▶ [About this task]
Your reply should hold only the lines from the records below where "rough" occurs.

Collected data:

::::::::::

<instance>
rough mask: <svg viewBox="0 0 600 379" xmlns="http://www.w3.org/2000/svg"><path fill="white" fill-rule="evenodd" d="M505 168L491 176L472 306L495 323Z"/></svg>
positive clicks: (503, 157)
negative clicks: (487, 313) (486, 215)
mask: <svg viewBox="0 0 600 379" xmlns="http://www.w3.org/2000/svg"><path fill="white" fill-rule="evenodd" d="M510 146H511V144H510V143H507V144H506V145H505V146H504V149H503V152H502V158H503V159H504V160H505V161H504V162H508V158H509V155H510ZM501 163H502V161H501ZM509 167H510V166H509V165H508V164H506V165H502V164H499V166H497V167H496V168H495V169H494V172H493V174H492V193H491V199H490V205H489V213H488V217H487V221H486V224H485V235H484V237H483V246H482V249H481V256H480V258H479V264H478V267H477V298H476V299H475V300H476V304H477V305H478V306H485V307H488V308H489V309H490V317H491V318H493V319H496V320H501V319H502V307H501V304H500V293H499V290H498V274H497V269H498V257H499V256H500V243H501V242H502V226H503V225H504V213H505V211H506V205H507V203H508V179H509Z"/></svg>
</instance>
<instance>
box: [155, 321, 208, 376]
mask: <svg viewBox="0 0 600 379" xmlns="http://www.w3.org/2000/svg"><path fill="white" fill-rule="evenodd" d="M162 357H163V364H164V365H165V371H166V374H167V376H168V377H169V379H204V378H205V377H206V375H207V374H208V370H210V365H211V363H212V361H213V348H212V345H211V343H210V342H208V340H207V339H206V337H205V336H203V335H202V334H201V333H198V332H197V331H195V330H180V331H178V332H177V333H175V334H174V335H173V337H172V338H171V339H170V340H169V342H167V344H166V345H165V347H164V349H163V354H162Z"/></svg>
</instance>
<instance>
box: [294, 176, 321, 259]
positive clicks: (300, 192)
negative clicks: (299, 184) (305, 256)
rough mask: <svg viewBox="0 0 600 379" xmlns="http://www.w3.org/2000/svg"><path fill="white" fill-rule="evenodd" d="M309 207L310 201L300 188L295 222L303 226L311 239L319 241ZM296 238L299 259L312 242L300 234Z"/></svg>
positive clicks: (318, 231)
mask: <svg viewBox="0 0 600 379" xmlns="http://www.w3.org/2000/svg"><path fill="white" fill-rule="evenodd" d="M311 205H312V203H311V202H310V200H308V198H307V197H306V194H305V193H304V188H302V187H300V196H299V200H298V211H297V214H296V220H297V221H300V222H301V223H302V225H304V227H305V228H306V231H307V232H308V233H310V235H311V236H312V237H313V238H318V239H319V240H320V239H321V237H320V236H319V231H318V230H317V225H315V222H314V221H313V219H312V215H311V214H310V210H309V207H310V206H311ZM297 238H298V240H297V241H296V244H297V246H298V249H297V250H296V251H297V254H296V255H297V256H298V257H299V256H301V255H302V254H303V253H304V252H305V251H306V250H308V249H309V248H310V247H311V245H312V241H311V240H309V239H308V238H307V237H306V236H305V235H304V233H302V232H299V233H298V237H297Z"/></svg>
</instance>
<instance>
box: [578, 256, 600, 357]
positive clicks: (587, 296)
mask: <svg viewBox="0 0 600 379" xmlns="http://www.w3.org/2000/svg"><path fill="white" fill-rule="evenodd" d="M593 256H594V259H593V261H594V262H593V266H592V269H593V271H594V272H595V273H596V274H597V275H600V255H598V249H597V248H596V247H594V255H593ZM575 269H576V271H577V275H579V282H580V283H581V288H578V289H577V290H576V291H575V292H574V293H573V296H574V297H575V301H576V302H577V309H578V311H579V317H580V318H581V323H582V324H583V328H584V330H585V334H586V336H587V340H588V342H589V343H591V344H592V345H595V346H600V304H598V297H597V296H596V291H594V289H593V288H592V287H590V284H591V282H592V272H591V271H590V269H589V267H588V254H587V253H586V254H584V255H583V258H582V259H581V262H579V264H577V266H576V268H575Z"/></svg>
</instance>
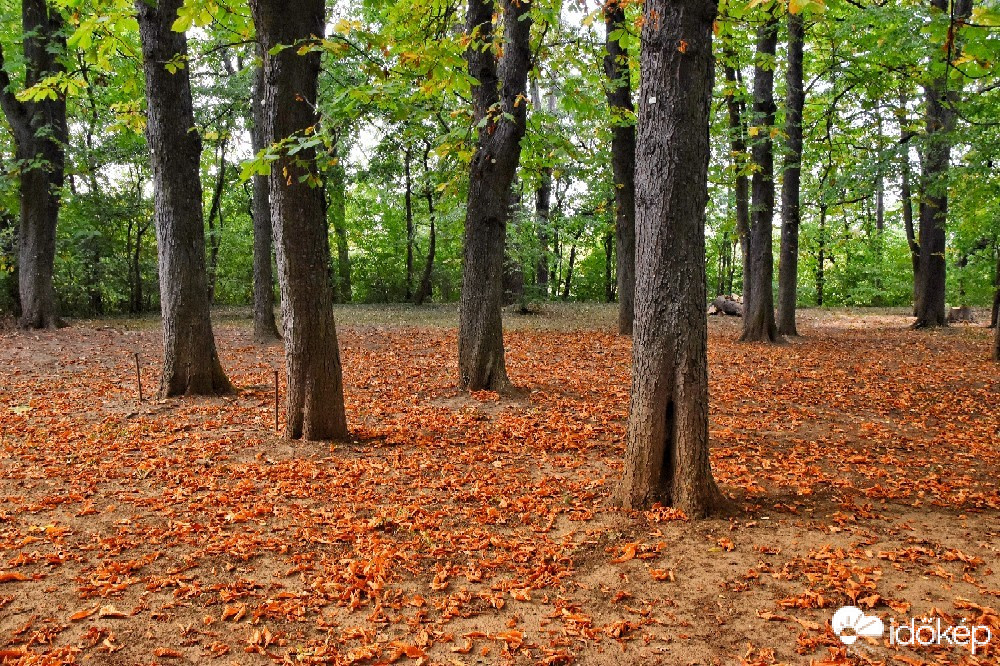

::::::::::

▶ [Problem solution]
rough mask: <svg viewBox="0 0 600 379" xmlns="http://www.w3.org/2000/svg"><path fill="white" fill-rule="evenodd" d="M505 168L491 176L472 306L495 323Z"/></svg>
rough mask: <svg viewBox="0 0 600 379" xmlns="http://www.w3.org/2000/svg"><path fill="white" fill-rule="evenodd" d="M309 207L310 201L300 188L295 222L303 226L311 239L319 241ZM296 238L299 259L312 242L300 234Z"/></svg>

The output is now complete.